Region pointing data:
++++++

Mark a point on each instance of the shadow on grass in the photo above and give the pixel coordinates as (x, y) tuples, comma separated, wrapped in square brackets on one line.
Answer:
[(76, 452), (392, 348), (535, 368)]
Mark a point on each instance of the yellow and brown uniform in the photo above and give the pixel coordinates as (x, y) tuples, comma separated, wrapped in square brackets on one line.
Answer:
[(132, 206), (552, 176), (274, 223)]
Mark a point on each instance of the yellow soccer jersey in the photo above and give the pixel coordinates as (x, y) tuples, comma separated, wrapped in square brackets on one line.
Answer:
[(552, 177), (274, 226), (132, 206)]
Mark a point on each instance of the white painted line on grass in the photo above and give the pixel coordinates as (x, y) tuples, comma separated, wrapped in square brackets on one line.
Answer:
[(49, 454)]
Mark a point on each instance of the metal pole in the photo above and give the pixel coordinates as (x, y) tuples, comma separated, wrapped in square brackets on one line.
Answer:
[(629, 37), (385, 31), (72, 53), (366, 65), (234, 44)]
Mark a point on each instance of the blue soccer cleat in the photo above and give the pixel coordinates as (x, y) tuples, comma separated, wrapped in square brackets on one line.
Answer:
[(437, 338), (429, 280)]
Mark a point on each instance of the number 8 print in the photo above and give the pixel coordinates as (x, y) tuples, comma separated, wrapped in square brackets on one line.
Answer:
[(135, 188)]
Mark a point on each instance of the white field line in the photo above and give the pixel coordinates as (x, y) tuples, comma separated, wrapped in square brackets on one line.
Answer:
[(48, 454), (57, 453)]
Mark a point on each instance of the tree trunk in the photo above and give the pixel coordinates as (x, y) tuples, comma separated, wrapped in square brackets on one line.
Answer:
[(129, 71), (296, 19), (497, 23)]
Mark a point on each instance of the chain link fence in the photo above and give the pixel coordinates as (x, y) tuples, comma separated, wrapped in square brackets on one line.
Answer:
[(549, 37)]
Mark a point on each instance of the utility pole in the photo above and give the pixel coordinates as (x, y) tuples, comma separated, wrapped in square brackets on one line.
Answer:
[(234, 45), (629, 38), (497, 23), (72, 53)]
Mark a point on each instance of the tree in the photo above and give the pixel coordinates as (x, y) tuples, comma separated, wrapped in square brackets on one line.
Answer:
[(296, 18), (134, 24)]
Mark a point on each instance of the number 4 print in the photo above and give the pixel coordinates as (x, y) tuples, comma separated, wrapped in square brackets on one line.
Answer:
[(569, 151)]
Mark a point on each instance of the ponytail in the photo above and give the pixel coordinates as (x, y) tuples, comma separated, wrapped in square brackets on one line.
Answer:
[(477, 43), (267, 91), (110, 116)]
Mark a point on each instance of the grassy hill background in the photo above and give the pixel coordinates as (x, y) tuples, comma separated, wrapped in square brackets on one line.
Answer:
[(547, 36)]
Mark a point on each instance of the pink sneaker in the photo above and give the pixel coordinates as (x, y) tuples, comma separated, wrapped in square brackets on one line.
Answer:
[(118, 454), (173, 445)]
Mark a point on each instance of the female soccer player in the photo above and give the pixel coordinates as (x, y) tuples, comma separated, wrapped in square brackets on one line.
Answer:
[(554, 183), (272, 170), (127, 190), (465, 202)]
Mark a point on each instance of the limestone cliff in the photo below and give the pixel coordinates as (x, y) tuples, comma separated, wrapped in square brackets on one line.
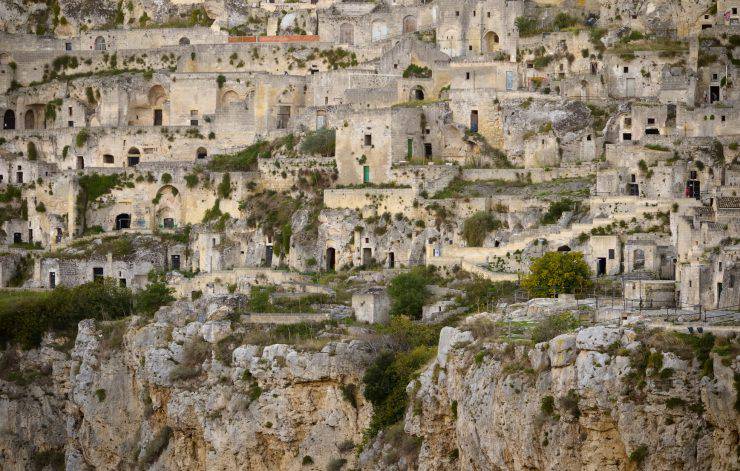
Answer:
[(581, 401), (160, 395)]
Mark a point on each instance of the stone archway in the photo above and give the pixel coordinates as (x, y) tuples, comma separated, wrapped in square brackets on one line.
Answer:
[(9, 119), (491, 42), (409, 24), (100, 43), (346, 33), (29, 120)]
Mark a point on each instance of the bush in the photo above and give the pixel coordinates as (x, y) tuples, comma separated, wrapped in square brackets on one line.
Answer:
[(336, 464), (556, 210), (156, 294), (408, 292), (552, 326), (25, 320), (557, 272), (320, 142), (416, 71), (476, 228)]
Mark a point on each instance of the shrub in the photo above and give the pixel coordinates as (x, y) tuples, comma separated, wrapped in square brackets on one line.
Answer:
[(336, 464), (416, 71), (556, 210), (408, 292), (552, 326), (557, 272), (476, 228), (527, 26), (25, 320), (156, 294), (320, 142)]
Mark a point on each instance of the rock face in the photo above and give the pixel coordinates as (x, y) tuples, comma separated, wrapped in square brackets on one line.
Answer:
[(130, 396), (570, 405), (169, 395)]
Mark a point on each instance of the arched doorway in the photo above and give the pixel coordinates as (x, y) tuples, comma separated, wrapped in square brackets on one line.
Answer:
[(9, 119), (490, 42), (409, 24), (330, 258), (638, 259), (346, 34), (29, 120), (379, 30), (134, 157), (123, 221)]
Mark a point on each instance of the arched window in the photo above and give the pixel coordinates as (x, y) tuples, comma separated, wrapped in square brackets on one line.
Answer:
[(9, 119), (409, 24), (134, 157), (123, 221), (29, 120), (346, 34), (490, 41), (638, 259), (417, 93)]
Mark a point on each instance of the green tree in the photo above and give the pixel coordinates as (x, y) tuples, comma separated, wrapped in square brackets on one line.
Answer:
[(156, 294), (557, 272), (408, 292)]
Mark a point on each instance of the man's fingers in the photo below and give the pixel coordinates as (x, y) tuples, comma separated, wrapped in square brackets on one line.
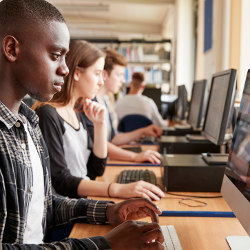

++++++

» **Work request**: Without including any pictures, output all the entries above exactly.

» **Solved exercise**:
Mark a point on each instance of the shadow on grass in the photo above and give the pixel coordinates as (x, y) tuples, comma separated, wrapped in square brackets on one line.
Answer:
[(76, 452), (392, 348), (535, 368)]
Mark a point on each instance of the yellow and brown uniform in the photo above and give the pixel coordinates as (x, y) tuples, comma separated, wrapped in square brackets on one line.
Answer:
[(132, 206), (552, 176), (274, 223)]
Mark a point on each instance of the yellow soccer jersey in the photo above and give the pixel coordinates as (x, y) tuples, comma separated, wrapped in square brackets on one line.
Answer:
[(552, 177), (274, 226), (132, 206)]
Mark a point on each instance of the white painted line on grass in the photo above and give the pixel coordinates as (x, y) tuples, comma separated, wrapped in square brackets on one line.
Answer:
[(49, 454)]
Mark a point on each instance of the metal pole in the photo above and give the pixel coordinates as (x, y) tuples, comma separated, wrapped in square brackets on one line.
Answer:
[(629, 37), (385, 31), (72, 53), (366, 65), (234, 44)]
Mark a point on each instance of the blue soccer cleat in the photo above and give the pixel coordinates as (x, y) tuples, comma separated, wrapped in square brackets on one line.
Answer:
[(437, 338), (429, 280)]
Mark a point on each instance of the number 8 print in the photo above and give the pixel coordinates as (x, y) tuples, comma separated, wrapped in square brackets on one line.
Answer:
[(135, 188)]
Mark a point on each instance of the white field line in the photo above and give the pixel coordinates as (x, y) tuples, comma separated, wrapped in square brackets on one line.
Answer:
[(48, 454), (57, 453)]
Mark a point on each instance of the tree trunk in the photo above and give the pixel coordinates as (x, y) tuples, comma separated, wrapped in square brackets on one line.
Answer:
[(129, 71), (296, 19), (497, 23)]
Mark a point on each instance of the chain link fence in the photo above and give the pixel coordinates as (x, y) tuples, comma separated, wrapped in square brackets on one line.
Answer:
[(549, 37)]
Mark a point on each instance of the utility pole in the photo above and give the pixel coordinates as (x, y) tuples, comma separated, wrapped in square brackets on one line.
Answer:
[(234, 45), (629, 38), (497, 23), (72, 53)]
Mark a point on each instance of the tree in the photo above and give the pixel coordinates as (x, y) tuples, comma separated, wrapped in square brackets on one line.
Answer:
[(296, 18), (134, 24)]
Mark a point on each instance of the number 4 print in the photo above and give the pixel coordinates as (x, y) tuples, comma separated, wrapped in square brackets on one line.
Answer:
[(569, 151)]
Mark a point on each instance of the ponytail in the photo above and give the pixel coordinates as (x, y) tuples, comma separated, wrapped in square brackets on one line.
Answer:
[(477, 43), (267, 91), (110, 116)]
Mark a point on each instance of the grassy hill background in the photo above and give the pixel coordinates as (x, y) tuples, comma separated, wrapped in square brackets on one line.
Answer:
[(547, 36)]
Mark a point on each instance of the pink sneaker in the photo above and give the pixel coordinates as (x, y) tuples, comma separated, wrapped in square brackets on one line.
Answer:
[(118, 454), (173, 445)]
Mark a point on each instance of the female soccer player in the photo above and give the pixel coordinates as (x, y) tuples, comma separated, wrapped in square brackets on one line.
Answer:
[(554, 183), (272, 170), (127, 190), (465, 202)]
Mark a point on each instance of the limestone cliff in the photo below and give the pixel coordinates as (x, y) tuples, comma separated, wrapped in square brackets on one line.
Answer:
[(581, 401), (160, 395)]
Mark a point on each instance of the stone archway in the photo above and give the pixel coordinates as (x, y) tuples, comma separated, wrapped in square brackets on one line.
Answer:
[(9, 119), (491, 42), (409, 24), (100, 43), (346, 33), (29, 120)]
Mark a point on each instance of the bush in the photo above and give the pixel coordinates as (x, y) tuples, comma separated, wrapped in square brackets on one line.
Answer:
[(336, 464), (556, 210), (156, 294), (408, 292), (552, 326), (25, 320), (557, 272), (320, 142), (416, 71), (476, 228)]
Mark a point on each instance of the shrub in the photo above and give the pixel coordinates as (x, y) tuples, comma separated, wrapped in square brackets on one line.
Answer:
[(336, 464), (416, 71), (556, 210), (408, 292), (552, 326), (557, 272), (476, 228), (527, 26), (25, 320), (156, 294), (320, 142)]
Mark a point on each instance of the rock face in the photo above and give the pixel coordinates as (x, y) tuples, comma separated, wrapped in square brackets on one line.
Answer:
[(130, 396), (570, 405), (169, 395)]
Mark a point on each instance of the arched doorway in the photo above and give the pixel coordinates as (x, y) tuples, comma separated, wrapped in square brackets on one line.
Answer:
[(9, 119), (490, 42), (409, 24), (330, 258), (638, 259), (346, 34), (29, 120), (379, 30), (134, 157), (123, 221)]
Mark a point on each instance of the arched window in the photo above and give the pixel coordinates as (x, y) tuples, comma separated, wrapped in square brackets on one line.
Answer:
[(9, 119), (409, 24), (134, 157), (123, 221), (29, 120), (346, 34), (490, 41), (638, 259), (417, 93)]
Mark a point on each instance of the green tree in the photo above and give the pixel coordinates as (x, y) tuples, comma separated, wrapped in square brackets on one line.
Answer:
[(156, 294), (557, 272), (408, 292)]
Mark a point on each instance of the man's fingers in the photo below and give the pixel coordinates as (x, y) tuples, comma separated, wrapped in square brackets on one line.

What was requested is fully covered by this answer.